■ **About this exercise**: Take the line that contains "Grounding task — in the screenshot above, find the grass" in the data below and each line after it, through the last, and repeat them unchanged.

Phrase grounding data:
▶

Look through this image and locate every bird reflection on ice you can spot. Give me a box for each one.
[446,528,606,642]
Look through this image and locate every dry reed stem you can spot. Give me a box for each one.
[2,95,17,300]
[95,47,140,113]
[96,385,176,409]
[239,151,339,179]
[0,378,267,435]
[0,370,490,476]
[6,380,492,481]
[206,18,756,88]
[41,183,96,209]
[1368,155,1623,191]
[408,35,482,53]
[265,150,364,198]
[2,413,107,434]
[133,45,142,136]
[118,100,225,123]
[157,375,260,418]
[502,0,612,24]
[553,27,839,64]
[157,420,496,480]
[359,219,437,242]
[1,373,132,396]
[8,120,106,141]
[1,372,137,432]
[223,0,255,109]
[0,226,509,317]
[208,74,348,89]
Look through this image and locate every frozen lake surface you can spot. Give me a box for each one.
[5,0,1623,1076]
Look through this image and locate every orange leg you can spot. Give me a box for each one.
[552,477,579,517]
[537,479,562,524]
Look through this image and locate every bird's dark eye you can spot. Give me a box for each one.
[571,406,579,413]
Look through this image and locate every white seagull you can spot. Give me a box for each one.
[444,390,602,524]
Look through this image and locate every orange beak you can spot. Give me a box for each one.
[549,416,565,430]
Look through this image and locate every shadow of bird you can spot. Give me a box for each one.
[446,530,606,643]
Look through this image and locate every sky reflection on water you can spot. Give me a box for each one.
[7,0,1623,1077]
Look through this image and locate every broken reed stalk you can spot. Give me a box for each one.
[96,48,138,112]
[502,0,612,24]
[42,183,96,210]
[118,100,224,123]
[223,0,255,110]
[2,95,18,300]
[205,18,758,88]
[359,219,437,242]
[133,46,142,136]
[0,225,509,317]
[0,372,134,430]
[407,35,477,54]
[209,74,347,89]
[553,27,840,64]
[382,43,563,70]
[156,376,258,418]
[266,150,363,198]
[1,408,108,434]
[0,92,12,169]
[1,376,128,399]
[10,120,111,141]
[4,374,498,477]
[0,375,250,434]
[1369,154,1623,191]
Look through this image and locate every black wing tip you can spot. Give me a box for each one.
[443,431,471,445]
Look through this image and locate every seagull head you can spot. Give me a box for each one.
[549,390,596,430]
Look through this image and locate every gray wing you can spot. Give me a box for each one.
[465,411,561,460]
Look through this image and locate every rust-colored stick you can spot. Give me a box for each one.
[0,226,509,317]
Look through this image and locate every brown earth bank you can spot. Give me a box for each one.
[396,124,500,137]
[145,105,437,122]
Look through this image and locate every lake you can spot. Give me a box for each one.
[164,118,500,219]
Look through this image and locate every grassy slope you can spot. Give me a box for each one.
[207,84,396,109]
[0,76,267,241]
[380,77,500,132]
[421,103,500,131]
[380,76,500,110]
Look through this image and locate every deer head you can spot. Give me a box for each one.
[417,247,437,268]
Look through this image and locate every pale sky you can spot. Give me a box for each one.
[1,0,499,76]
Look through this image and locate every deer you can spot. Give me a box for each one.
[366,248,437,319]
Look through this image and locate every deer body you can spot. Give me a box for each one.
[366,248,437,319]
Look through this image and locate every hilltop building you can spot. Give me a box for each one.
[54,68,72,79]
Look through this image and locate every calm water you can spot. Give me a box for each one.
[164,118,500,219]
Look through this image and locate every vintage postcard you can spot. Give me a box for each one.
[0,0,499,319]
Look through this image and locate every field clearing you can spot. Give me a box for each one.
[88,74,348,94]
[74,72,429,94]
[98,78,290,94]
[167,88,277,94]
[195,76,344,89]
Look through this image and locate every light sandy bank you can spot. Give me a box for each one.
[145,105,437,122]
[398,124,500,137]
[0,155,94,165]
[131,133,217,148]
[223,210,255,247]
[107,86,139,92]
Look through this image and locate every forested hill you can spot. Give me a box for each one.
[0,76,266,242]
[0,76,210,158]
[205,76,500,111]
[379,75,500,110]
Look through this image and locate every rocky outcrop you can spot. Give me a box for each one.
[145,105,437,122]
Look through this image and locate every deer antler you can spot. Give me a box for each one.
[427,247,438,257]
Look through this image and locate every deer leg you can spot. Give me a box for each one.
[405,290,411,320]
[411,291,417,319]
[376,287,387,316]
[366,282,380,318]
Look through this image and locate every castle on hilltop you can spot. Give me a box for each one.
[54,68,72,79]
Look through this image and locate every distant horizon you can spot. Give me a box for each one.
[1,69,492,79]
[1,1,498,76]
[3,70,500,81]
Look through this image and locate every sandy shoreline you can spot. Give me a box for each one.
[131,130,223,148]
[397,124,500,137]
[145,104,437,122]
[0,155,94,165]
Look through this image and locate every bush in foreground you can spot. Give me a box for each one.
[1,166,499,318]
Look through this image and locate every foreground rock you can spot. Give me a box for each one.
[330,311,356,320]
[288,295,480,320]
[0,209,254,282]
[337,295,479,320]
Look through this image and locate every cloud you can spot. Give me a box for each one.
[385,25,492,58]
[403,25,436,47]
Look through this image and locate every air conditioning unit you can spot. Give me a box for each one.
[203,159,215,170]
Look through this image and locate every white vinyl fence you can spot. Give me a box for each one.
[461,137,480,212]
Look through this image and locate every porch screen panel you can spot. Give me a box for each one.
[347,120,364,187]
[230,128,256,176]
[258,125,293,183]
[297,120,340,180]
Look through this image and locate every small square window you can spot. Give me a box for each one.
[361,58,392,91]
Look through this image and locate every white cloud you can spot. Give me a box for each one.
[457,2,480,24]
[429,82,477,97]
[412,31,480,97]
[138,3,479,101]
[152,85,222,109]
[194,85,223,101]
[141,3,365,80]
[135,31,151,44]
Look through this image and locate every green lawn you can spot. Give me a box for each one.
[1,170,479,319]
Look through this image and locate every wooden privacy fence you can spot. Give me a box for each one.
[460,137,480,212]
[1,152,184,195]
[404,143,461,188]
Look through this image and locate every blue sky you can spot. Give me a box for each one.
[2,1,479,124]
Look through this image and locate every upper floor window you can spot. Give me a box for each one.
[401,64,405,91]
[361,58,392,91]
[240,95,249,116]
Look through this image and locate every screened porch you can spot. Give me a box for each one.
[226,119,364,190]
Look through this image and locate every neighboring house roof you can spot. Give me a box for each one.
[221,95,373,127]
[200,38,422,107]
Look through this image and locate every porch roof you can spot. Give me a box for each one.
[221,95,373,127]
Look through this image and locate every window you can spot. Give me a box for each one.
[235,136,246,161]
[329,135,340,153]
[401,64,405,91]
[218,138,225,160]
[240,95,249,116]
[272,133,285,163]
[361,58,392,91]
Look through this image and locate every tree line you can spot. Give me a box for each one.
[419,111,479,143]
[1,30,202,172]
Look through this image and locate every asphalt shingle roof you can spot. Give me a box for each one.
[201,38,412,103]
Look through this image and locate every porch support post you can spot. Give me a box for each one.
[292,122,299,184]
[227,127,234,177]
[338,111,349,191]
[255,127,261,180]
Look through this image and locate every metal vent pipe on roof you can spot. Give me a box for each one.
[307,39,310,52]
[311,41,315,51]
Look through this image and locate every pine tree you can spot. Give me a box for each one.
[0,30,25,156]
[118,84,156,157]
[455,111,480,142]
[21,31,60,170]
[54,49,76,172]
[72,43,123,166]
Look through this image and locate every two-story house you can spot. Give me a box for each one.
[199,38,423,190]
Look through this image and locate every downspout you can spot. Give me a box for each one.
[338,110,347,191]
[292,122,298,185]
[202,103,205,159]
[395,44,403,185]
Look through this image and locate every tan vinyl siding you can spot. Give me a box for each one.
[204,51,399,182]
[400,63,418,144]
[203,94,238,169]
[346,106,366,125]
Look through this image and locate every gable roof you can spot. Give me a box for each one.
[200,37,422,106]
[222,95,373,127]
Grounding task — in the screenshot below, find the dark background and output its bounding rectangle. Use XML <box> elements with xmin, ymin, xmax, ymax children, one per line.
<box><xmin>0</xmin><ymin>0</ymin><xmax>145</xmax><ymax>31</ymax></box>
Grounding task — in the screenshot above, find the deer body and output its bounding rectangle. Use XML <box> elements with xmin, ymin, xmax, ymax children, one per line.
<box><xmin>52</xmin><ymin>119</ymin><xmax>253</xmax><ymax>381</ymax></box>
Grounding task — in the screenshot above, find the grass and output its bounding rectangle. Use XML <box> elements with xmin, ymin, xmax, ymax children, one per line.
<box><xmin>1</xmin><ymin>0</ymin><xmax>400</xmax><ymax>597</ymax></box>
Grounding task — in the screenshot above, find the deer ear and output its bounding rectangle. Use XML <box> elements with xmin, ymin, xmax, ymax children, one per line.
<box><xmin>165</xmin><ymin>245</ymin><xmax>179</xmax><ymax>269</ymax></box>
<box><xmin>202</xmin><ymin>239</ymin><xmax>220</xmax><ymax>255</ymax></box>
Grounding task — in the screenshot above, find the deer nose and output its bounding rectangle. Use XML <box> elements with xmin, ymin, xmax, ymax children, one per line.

◀

■ **Response area**:
Grounding task — in the screenshot above, find the grass and output its bounding rectangle. Use XML <box> elements with xmin, ymin, xmax, ymax children, one per line.
<box><xmin>1</xmin><ymin>0</ymin><xmax>400</xmax><ymax>597</ymax></box>
Grounding task — in the screenshot above, find the deer ear and output its bounding rectangle. Use XML <box> elements with xmin, ymin, xmax, ymax children, one per line.
<box><xmin>165</xmin><ymin>245</ymin><xmax>179</xmax><ymax>269</ymax></box>
<box><xmin>202</xmin><ymin>239</ymin><xmax>220</xmax><ymax>255</ymax></box>
Grounding task — in the screenshot above, find the deer nose and output its bounding rectangle. Use XML <box> elements with xmin, ymin, xmax, ymax children, one per line.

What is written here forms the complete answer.